— Given task —
Shift every coordinate by adding 58 to each of its numbers, and write out all lines again, requests included, from the line containing "of the small" through the end of the records, both ends included.

>>>>>

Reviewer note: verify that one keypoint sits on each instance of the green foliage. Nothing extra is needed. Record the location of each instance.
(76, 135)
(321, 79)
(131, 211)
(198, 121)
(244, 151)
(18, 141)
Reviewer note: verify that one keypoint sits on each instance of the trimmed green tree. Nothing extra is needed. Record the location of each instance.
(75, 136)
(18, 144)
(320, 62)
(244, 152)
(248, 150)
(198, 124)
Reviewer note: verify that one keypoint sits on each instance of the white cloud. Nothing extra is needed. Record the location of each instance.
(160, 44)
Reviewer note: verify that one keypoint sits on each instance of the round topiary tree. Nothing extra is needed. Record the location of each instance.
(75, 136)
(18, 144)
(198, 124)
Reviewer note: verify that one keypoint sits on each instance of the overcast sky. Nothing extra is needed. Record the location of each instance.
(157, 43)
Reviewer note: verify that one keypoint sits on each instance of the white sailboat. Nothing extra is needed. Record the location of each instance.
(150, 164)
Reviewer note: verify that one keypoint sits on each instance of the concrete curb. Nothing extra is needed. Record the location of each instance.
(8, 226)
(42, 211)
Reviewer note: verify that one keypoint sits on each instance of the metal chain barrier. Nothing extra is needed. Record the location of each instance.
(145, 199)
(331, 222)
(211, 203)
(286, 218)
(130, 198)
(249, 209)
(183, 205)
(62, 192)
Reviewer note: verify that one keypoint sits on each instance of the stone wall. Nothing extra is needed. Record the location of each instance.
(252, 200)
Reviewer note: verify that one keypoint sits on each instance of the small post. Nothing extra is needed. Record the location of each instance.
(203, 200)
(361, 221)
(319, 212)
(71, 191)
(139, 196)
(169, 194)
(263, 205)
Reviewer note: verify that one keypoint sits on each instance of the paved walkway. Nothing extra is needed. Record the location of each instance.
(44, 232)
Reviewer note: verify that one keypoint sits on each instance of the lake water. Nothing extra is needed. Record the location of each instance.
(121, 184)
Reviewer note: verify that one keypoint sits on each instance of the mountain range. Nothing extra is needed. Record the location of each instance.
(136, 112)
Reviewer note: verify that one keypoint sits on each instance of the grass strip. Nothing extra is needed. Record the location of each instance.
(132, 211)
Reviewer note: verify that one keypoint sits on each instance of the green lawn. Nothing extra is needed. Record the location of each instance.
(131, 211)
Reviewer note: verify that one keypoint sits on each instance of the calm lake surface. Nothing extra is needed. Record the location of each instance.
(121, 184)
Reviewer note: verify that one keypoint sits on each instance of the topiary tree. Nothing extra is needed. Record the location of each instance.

<<<<<

— Exercise result —
Reviewer note: verify that one keypoint sits on each instance of the small post. Nothing extra is needed. Record the location of each instance.
(261, 258)
(419, 279)
(377, 270)
(129, 249)
(197, 254)
(227, 252)
(321, 263)
Reviewer note: verify that one keypoint sits on each instance of the paved walkway. Nothing extra is needed. Record the location of each instance.
(102, 290)
Reviewer note: verify that one keypoint sits on each instance of the lake water. Nothing extra is needed. Record the location of each instance.
(179, 242)
Reviewer note: verify that one keypoint sits on each instance of the mountain range. Nothing extra is needed. Record the location of each instance.
(194, 170)
Reviewer note: verify that one keypoint sits on each instance of the grass strip. Nothing extra is needed. Record the location of each instance.
(190, 269)
Reviewer note: verify that one keypoint sits on each instance of the green lawn. Nothing extra is needed. Record the location of each instance.
(189, 269)
Reviewer note: verify that one keypoint sits on each instance of the calm lake surface. Nothing extra is needed. Record the location of each instance.
(179, 242)
Reviewer note: verify that one keypoint sits on each instance of the topiary tree. Nothing extra is needed. Record the location of each instance.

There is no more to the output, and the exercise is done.